[QUOTED PASSAGE]

• • • • • • •

I developed my own breathing problems in my late twenties though they never evolved into anything extreme. Still, I can remember times when I suddenly had to stop whatever I was doing, sit calmly, and slowly recover the rhythm of my life. It is a terribly frightening thing to fight to catch your breath.

Breathing problems are often an invisible disability. People who have them sometimes keep them secret – perhaps all too aware of the way asthmatics are treated in fiction and film. Kids in particular are portrayed as weak, as outsiders and as lacking in inner strength.  Children can be cruel; adults are seldom better.

I am struggling right now with the worst virus I’ve had in years and late at night, when all my airways began to close and I literally had to think; breathe in, breathe out, I thought – what an embarrassing way to die that would be: to simply forget to breathe like the subject of some dumb blonde joke. But I overthrew the lethargy of sleep and got up for a while until my breathing cleared, took some medicine that would assure me that things would be alright. And it was.

Still, it makes me think of all those people who struggle with their breathing – there are far more than you think. Some diseases – such as Cystic Fibrosis have been described as slow drowning – the lungs filling with fluid over and over until it finally overwhelms the victim.

• • • • • • •

[Image-grounded pointing data]

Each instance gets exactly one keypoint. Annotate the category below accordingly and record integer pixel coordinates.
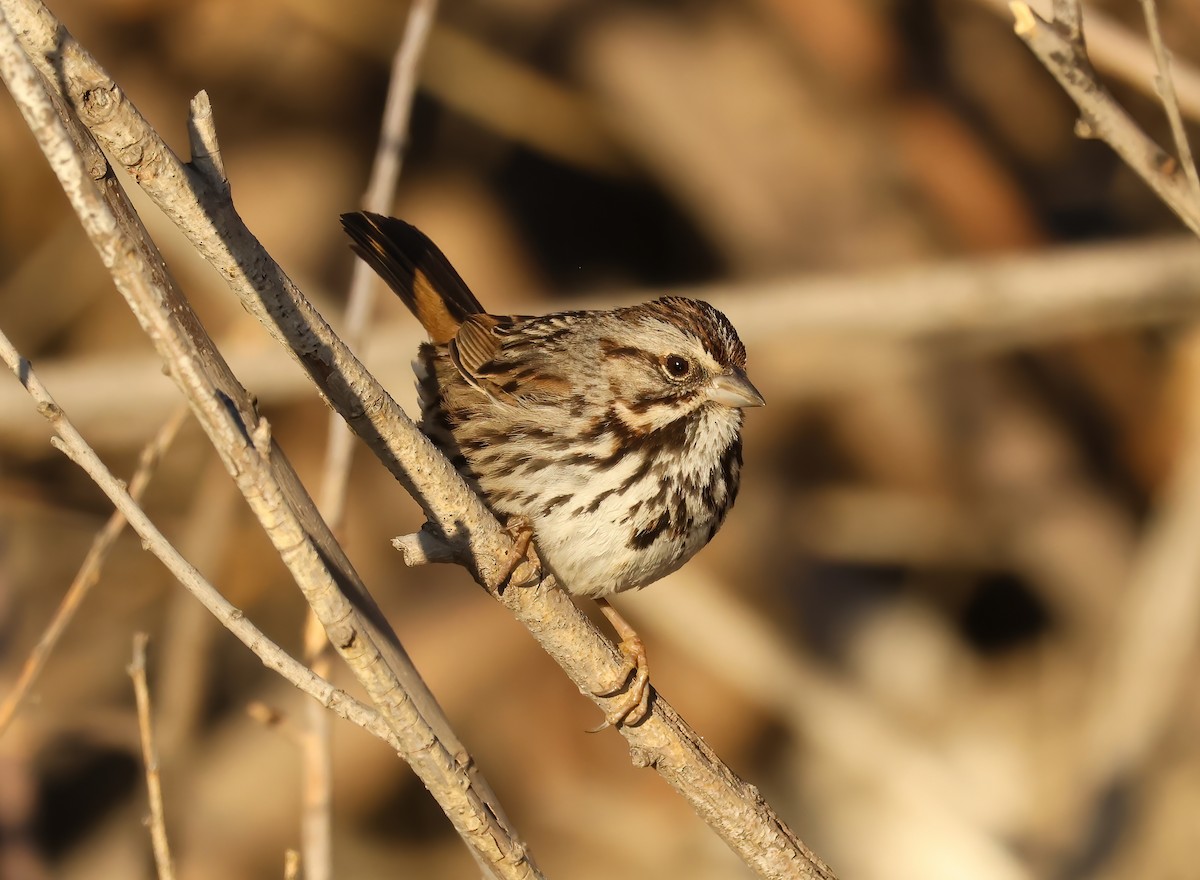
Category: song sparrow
(615, 435)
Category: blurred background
(951, 627)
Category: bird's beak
(733, 389)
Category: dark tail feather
(415, 269)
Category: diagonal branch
(243, 440)
(1061, 49)
(202, 209)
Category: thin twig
(735, 810)
(1164, 84)
(1102, 115)
(228, 414)
(1116, 51)
(137, 671)
(72, 444)
(89, 572)
(318, 771)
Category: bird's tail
(415, 269)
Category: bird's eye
(677, 366)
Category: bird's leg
(522, 550)
(635, 705)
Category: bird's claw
(522, 551)
(635, 705)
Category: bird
(612, 438)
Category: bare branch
(228, 415)
(1164, 84)
(318, 772)
(1102, 115)
(150, 758)
(735, 810)
(89, 572)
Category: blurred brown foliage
(935, 630)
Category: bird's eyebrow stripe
(611, 348)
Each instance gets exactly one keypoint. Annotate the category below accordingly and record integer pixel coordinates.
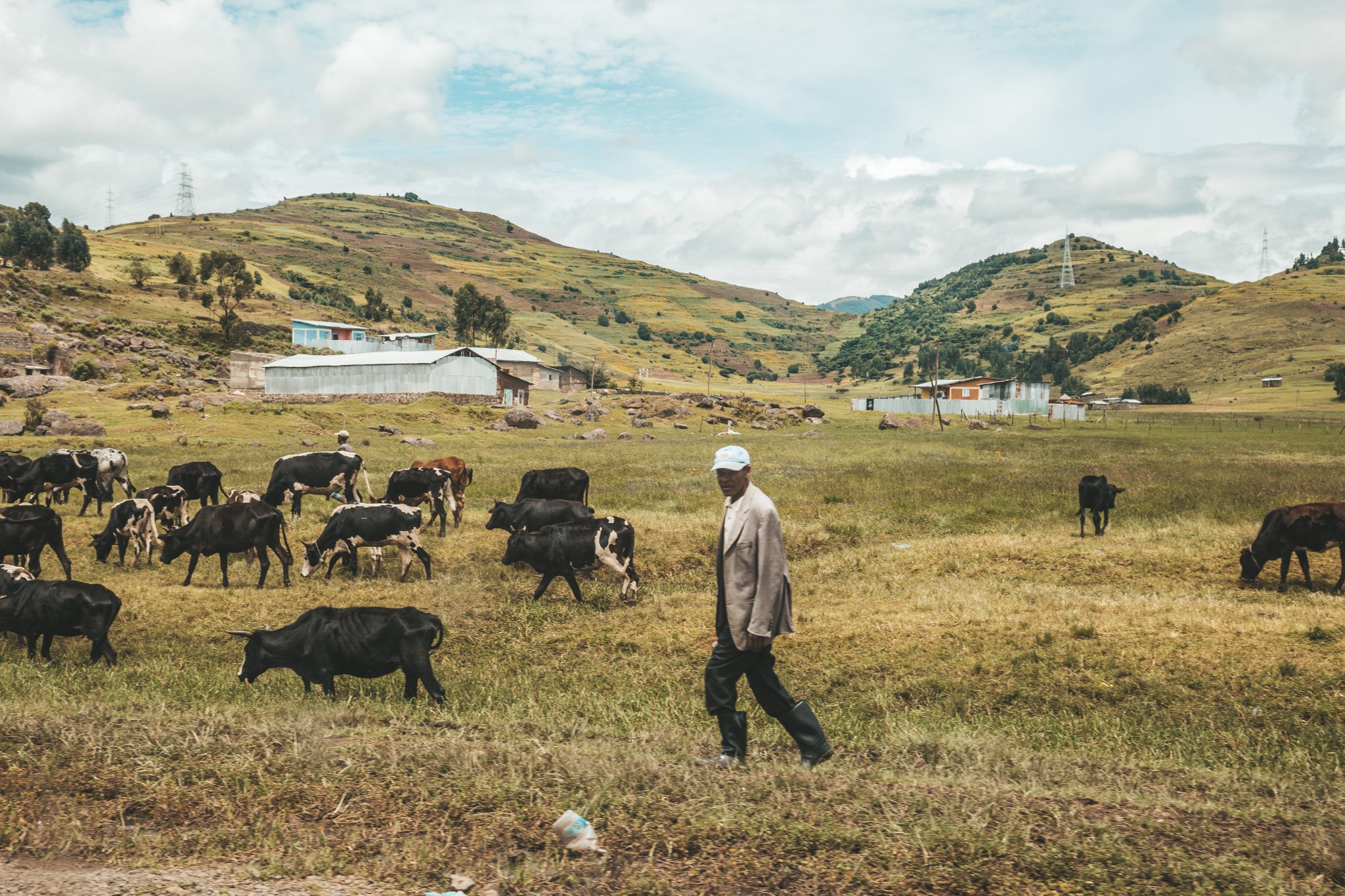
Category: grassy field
(1016, 710)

• • • • • • •

[WHAT TO DO]
A. Translate this sentence from the passage on breathing problems into Spanish: "Breathing problems are often an invisible disability."
B. Rewrite the passage on breathing problems starting at "Breathing problems are" and ending at "are seldom better.", changing "asthmatics" to "people with asthma".
These items come from a separate source.

[TASK-BY-TASK OUTPUTS]
A. Los problemas respiratorios son a menudo una discapacidad invisible.

B.
Breathing problems are often an invisible disability. People who have them sometimes keep them secret – perhaps all too aware of the way people with asthma are treated in fiction and film. Kids in particular are portrayed as weak, as outsiders and as lacking in inner strength.  Children can be cruel; adults are seldom better.